▸ Data for the task
######
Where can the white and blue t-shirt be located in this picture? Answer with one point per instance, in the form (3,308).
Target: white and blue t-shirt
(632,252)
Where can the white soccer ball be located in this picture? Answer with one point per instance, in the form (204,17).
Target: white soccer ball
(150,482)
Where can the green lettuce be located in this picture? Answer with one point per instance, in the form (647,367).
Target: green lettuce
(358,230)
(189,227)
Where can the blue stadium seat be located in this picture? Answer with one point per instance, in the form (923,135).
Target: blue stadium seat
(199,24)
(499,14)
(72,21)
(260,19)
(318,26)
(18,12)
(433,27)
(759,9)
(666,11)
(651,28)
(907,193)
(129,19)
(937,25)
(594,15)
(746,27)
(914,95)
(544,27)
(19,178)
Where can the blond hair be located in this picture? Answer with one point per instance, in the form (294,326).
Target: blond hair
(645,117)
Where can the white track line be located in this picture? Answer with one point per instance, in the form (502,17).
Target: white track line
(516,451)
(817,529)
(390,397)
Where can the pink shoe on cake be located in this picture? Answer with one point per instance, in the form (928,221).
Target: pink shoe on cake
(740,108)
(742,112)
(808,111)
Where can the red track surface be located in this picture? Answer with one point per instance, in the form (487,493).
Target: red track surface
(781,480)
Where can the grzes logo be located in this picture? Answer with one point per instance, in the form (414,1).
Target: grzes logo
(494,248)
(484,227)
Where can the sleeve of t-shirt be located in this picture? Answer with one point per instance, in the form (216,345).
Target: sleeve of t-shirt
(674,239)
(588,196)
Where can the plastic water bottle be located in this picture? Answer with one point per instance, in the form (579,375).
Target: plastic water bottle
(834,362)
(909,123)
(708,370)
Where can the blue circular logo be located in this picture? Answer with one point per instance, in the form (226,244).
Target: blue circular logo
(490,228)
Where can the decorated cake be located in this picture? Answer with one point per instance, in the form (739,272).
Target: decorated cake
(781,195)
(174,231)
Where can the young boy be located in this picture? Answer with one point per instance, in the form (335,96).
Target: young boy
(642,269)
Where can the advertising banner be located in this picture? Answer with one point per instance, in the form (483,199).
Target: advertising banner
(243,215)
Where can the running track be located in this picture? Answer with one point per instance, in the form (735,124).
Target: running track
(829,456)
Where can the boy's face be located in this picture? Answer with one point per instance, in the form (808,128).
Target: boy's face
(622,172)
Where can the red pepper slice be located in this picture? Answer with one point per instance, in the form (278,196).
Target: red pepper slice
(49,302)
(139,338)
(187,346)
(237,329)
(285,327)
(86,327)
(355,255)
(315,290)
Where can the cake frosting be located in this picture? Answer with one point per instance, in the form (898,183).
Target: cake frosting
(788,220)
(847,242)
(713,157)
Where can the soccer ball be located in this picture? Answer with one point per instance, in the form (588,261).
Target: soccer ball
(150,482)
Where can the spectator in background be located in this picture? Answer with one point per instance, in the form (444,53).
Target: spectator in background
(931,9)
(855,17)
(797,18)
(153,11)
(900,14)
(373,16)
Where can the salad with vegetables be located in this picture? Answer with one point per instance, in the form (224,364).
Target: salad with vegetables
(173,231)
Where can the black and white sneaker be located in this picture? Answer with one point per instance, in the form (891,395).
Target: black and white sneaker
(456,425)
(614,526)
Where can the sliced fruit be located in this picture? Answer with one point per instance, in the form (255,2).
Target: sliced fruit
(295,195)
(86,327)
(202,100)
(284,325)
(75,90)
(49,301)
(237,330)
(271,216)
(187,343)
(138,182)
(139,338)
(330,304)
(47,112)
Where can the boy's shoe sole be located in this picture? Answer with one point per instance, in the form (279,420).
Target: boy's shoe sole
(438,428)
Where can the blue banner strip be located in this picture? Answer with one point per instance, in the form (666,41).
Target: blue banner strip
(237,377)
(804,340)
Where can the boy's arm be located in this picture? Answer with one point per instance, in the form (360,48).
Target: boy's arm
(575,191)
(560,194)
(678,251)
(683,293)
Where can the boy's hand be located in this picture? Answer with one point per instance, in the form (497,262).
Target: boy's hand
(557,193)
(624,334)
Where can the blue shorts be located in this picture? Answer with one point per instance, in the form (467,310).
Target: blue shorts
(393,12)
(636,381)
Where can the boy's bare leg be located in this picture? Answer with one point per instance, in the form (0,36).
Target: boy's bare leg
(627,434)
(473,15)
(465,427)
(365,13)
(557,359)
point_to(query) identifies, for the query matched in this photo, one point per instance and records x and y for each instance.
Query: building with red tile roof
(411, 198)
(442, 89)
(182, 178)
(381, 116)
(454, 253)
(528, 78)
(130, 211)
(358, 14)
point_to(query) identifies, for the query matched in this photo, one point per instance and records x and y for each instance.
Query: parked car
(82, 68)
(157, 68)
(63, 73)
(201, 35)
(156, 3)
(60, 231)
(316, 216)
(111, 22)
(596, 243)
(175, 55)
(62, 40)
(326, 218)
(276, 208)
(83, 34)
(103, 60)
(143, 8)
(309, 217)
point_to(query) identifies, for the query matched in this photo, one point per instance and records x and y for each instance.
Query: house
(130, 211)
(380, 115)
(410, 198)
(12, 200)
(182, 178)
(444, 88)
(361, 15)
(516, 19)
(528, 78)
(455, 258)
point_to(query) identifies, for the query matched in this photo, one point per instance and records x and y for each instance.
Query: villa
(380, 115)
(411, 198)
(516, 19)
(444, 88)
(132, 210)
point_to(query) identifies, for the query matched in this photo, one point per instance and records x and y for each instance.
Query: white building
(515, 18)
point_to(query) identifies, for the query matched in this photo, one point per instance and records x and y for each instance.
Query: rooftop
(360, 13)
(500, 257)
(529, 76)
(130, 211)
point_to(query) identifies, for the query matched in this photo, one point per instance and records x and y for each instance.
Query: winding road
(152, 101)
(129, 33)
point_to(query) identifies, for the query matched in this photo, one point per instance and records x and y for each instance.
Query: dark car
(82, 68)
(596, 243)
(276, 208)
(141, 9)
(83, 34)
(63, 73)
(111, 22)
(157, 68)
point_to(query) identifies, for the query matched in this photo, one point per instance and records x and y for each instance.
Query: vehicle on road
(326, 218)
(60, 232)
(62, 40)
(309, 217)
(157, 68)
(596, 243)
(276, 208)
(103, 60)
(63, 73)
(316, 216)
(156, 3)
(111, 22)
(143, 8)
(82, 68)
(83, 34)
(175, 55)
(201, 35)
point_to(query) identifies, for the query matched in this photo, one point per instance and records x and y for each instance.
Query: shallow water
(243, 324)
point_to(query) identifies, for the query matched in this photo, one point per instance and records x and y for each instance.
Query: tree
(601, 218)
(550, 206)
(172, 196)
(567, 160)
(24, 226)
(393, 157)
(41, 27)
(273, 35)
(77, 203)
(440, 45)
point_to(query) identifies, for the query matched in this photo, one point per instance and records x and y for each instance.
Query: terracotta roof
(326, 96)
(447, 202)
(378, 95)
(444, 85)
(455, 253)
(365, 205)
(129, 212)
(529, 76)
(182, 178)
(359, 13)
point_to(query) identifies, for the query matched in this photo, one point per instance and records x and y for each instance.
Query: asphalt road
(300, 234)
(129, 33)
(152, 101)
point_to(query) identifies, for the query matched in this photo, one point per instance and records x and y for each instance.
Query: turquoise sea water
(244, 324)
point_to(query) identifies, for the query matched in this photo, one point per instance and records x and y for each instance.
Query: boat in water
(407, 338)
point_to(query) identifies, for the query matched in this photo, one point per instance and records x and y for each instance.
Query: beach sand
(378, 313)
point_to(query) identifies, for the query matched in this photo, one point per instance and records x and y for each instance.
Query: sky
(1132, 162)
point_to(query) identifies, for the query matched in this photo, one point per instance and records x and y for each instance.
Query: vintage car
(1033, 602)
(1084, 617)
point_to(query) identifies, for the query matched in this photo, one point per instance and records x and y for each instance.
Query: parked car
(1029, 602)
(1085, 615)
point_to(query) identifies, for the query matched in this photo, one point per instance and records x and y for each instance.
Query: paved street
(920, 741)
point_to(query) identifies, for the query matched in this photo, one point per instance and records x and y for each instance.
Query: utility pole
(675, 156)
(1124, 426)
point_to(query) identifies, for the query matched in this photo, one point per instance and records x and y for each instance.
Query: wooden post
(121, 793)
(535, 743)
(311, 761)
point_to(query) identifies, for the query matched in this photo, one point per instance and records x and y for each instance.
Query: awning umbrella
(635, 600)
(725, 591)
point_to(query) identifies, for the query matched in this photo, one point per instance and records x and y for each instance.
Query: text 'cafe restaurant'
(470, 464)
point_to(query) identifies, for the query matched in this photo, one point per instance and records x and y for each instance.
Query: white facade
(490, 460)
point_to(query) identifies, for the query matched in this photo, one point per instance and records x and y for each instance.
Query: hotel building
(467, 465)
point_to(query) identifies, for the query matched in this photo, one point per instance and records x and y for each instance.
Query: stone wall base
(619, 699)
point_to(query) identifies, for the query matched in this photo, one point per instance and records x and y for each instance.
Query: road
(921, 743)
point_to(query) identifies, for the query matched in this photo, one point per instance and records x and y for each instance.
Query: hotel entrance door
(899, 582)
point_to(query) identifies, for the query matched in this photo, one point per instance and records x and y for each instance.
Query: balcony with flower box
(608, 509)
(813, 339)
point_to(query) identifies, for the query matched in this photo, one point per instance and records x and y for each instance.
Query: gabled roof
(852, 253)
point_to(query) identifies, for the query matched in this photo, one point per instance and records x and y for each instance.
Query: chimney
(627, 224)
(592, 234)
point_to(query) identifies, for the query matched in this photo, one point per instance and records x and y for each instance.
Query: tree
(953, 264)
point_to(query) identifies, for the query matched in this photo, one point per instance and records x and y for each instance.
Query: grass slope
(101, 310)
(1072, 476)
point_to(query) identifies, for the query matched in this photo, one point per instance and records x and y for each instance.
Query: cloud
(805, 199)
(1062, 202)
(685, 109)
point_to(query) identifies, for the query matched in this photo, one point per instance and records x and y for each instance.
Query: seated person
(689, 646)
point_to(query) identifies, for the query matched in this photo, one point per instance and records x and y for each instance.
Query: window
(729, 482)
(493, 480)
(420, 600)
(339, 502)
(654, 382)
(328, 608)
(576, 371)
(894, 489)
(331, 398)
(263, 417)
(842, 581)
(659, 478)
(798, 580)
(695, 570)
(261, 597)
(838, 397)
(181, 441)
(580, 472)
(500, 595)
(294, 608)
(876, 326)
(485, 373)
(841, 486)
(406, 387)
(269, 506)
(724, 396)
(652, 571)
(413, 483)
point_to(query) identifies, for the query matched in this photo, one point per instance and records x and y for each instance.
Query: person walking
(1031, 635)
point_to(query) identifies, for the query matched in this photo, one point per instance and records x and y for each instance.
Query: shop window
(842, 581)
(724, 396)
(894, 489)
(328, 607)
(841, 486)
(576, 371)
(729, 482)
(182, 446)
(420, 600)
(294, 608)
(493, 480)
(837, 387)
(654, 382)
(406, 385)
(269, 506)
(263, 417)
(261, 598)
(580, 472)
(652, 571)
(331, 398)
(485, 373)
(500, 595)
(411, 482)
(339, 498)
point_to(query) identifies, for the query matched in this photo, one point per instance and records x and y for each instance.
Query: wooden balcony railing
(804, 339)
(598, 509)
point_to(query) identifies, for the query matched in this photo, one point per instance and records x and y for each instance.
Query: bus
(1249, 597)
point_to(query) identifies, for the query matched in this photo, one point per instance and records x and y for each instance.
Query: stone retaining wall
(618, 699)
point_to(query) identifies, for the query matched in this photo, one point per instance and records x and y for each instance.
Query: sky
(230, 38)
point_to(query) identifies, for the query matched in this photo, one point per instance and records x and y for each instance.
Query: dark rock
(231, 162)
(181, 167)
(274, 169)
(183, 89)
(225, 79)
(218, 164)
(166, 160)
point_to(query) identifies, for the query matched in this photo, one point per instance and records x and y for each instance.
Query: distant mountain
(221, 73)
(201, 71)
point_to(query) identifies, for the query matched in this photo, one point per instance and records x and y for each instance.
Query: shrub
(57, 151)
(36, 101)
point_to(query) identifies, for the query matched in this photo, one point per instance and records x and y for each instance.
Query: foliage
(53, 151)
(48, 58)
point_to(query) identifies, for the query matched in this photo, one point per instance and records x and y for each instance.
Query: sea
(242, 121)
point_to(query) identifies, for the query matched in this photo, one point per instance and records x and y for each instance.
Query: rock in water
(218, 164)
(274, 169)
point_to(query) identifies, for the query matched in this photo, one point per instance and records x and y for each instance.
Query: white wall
######
▸ Given problem
Which lines in the records above contain the string "bottle"? Pull out every such line, treating uppercase and lowercase as different.

▸ Complete response
Where can the plastic water bottle be located in this picture? Answer with one point per instance, in the form (579,375).
Target: plastic water bottle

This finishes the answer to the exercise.